#### Exercise goal
Start at the first record below and retype through the last, exactly.

#### Entries shown
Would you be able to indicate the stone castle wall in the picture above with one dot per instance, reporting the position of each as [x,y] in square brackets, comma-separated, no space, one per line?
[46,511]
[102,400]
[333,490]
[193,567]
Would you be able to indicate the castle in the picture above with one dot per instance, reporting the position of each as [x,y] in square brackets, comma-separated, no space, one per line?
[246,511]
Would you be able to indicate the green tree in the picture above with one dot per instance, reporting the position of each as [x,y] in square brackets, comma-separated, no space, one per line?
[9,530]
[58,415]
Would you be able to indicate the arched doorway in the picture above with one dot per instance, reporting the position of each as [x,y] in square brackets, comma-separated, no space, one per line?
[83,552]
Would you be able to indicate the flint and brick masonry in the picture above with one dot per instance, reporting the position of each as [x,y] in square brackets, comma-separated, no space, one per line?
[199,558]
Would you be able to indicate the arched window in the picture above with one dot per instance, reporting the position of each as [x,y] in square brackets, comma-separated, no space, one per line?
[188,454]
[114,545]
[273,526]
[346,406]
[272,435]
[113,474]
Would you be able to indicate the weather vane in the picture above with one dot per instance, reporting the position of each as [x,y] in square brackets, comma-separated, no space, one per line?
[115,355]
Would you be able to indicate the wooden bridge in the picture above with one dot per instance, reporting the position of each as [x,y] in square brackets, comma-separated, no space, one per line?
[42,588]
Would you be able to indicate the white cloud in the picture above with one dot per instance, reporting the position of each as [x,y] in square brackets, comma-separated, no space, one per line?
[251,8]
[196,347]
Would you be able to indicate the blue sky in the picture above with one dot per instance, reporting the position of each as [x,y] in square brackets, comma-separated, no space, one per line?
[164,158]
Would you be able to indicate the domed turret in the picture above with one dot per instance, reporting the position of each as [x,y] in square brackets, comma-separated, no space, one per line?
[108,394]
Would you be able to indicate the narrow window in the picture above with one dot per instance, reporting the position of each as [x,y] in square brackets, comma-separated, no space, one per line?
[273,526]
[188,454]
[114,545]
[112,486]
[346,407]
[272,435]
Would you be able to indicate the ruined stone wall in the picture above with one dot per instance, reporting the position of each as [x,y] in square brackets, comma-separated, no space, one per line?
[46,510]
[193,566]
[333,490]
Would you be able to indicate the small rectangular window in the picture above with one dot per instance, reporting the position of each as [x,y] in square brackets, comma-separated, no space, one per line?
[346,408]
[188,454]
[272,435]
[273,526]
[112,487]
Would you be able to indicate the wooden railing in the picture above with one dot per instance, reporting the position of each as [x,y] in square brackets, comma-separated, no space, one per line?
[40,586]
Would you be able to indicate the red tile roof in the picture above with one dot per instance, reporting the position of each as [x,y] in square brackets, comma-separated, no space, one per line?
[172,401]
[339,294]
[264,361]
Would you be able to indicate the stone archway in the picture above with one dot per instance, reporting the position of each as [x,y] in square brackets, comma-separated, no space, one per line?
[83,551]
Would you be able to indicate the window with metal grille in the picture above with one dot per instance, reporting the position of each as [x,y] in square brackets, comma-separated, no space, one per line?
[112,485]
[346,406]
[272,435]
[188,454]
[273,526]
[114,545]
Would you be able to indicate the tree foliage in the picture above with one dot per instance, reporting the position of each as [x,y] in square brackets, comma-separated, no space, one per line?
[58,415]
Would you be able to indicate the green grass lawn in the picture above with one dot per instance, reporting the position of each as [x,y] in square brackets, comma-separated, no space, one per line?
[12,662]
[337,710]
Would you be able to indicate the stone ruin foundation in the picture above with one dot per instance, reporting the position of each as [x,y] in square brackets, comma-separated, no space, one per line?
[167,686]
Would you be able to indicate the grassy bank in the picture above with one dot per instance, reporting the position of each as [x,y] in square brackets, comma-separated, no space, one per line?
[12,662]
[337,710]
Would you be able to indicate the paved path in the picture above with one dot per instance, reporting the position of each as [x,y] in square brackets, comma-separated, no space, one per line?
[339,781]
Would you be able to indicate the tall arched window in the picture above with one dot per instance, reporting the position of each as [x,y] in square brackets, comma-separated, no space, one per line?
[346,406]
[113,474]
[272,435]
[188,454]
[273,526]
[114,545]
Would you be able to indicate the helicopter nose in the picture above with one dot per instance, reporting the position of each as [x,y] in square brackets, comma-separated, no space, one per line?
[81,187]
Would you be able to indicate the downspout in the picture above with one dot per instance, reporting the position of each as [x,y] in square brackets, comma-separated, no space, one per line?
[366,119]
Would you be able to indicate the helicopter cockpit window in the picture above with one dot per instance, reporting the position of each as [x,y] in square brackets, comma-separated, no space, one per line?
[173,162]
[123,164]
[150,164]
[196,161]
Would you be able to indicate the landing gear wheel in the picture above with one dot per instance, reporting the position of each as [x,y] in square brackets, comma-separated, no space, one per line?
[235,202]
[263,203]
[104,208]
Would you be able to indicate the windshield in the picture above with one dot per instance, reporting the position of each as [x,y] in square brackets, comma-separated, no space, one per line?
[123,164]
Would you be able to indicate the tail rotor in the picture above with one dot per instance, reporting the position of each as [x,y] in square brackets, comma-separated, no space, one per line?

#### Solution
Would you be able to indicate the stone castle wall in the picture above with one dot per instance, reporting the position of each as [x,y] in square brackets, comma-separated, no space, one per line?
[46,511]
[102,400]
[333,490]
[193,567]
Would you be able to indicate the castle in the picture above with one dot per instance, reporting the position of each as [x,y] in square brackets, comma-separated, no space, one per line?
[246,511]
Would you be able to indicate the green tree in the picture above with one dot per instance, reporting the position of each as [x,y] in square brackets, comma-separated, no space, one per line?
[9,530]
[58,415]
Would you be able to indicate the arched doorway in the picture above with one dot per instance, reporting the position of each as [x,y] in square brackets, comma-separated, no space, one per line?
[83,552]
Would you be able to indicate the flint and brick masonry in the picture above with one dot per instance, reporting the position of each as [x,y] in square brackets, comma-separated, no space, one per line?
[199,558]
Would you be able to indicate the arched window in the picture above with one dot per instance, reporting the position of each as [x,y] in square brackets, comma-separated, no space, one per line?
[188,454]
[114,545]
[273,526]
[346,406]
[272,435]
[113,474]
Would you be able to indicate the weather vane in the picture above with one dot per instance, reporting the position of each as [x,y] in square brackets, comma-separated, no space, one per line?
[115,355]
Would you be able to indicate the wooden bridge in the picture above with one dot per instance, reporting the position of each as [x,y] in square brackets, comma-separated, no space, one per line?
[42,588]
Would you be able to indicate the white cloud in the picture above with one dot per instance, reporting the position of each as [x,y] in square brackets, comma-separated, no space, one per line?
[251,8]
[196,347]
Would you be able to indicate the blue sky in the picture above with one dot per instance, reporting the position of each as [x,y] in square brackets, comma-separated, no space, one per line?
[164,158]
Would you be able to indicate the domed turret in the picture above with one dot per instance, reporting the position of each as [x,y] in square brackets, comma-separated, no space, one per line?
[108,394]
Would you be able to indicate the narrow window in the picture above with one dot per instance, reporting the position of each as [x,y] in square brackets, comma-separated, no space, one per line?
[273,526]
[188,454]
[114,545]
[112,486]
[346,407]
[272,435]
Would you be able to indicate the ruined stone wall in the picture above with one dot per instance, reporting the position of each as [x,y] in square brackets, comma-separated, no space, one per line?
[46,510]
[193,566]
[333,490]
Would you be able to indicate the small rectangular window in the picture above with one dot per instance, reporting the position of each as [x,y] in square brackets, comma-separated, no space, one per line?
[346,408]
[188,454]
[272,435]
[273,526]
[112,487]
Would you be able to indicate the wooden railing in the picture above with one dot per instance, reporting the position of each as [x,y] in square brackets, comma-separated, no space, one per line?
[40,586]
Would you be able to indicate the red tile roof in the picture above with one dot per instance, reporting the position of each as [x,y] in square brackets, comma-separated, no space, one per line?
[172,401]
[339,294]
[264,361]
Would you be able to indicate the stone archway in the picture above with one dot per instance, reporting the position of each as [x,y] in square brackets, comma-separated, no space, one per line?
[83,551]
Would you be able to indicate the window with metal grille in the picture above with one dot per instance, reporting the position of each as [x,y] in square brackets, comma-separated, no space, one per line?
[112,485]
[346,406]
[272,435]
[188,454]
[273,526]
[114,545]
Would you be able to indicate the tree foliage in the picture above with one dot per instance, reporting the position of each as [x,y] in square brackets, comma-separated, no space, one per line?
[58,415]
Would you be able to indicate the green grass lawn in the picture above with one dot per instance, reporting the position of each as [x,y] in square brackets, comma-separated, no space, one per line?
[12,662]
[337,710]
Would you be able to indicate the stone ruin foundation in the picture above with one dot per instance, reporting the position of each as [x,y] in square brackets, comma-separated, no space, one per line?
[167,686]
Would you be able to indicate the grassy bank in the picture above with one dot per instance, reporting the position of each as [x,y] in square brackets, comma-separated, no space, one per line?
[12,662]
[337,710]
Would you be able to indicate the paved path in the picture above with one dot per instance, reporting the position of each as [x,y] in square brackets, comma-separated, no space, one per line?
[339,781]
Would you be able to indicate the tall arched window in the picture above with one dot per instance, reporting the position of each as [x,y] in square brackets, comma-separated, no space, one per line?
[346,406]
[113,474]
[272,435]
[188,454]
[273,526]
[114,545]
Would you be able to indicate the helicopter nose in the picture above with one dot per instance, reporting the position of each as [x,y] in square brackets, comma-separated, no space, one per line?
[81,187]
Would you be able to indicate the downspout in the picture above with one dot per instance, reporting the position of each as [x,y] in square brackets, comma-separated, no space, one per line?
[366,119]
Would you be able to indicate the helicopter cockpit window in the picture above with one dot per instance, reporting the position of each as [x,y] in square brackets, comma-separated, no space, one per line?
[173,162]
[123,164]
[150,164]
[196,161]
Would you be able to indicate the landing gear wheel in the picture above with one dot per instance, reporting the position of each as [x,y] in square brackets, comma-separated, no space, one per line?
[235,202]
[263,203]
[104,208]
Would you be able to indicate the windshield in the picture above with one dot per instance, reporting the position of each as [x,y] in square brackets, comma-separated, no space, one per line?
[123,164]
Would you be able to indicate the tail rotor in the picture above with one dot per instance, reporting the position of each as [x,y] in square brackets, comma-separated, no space, one per line?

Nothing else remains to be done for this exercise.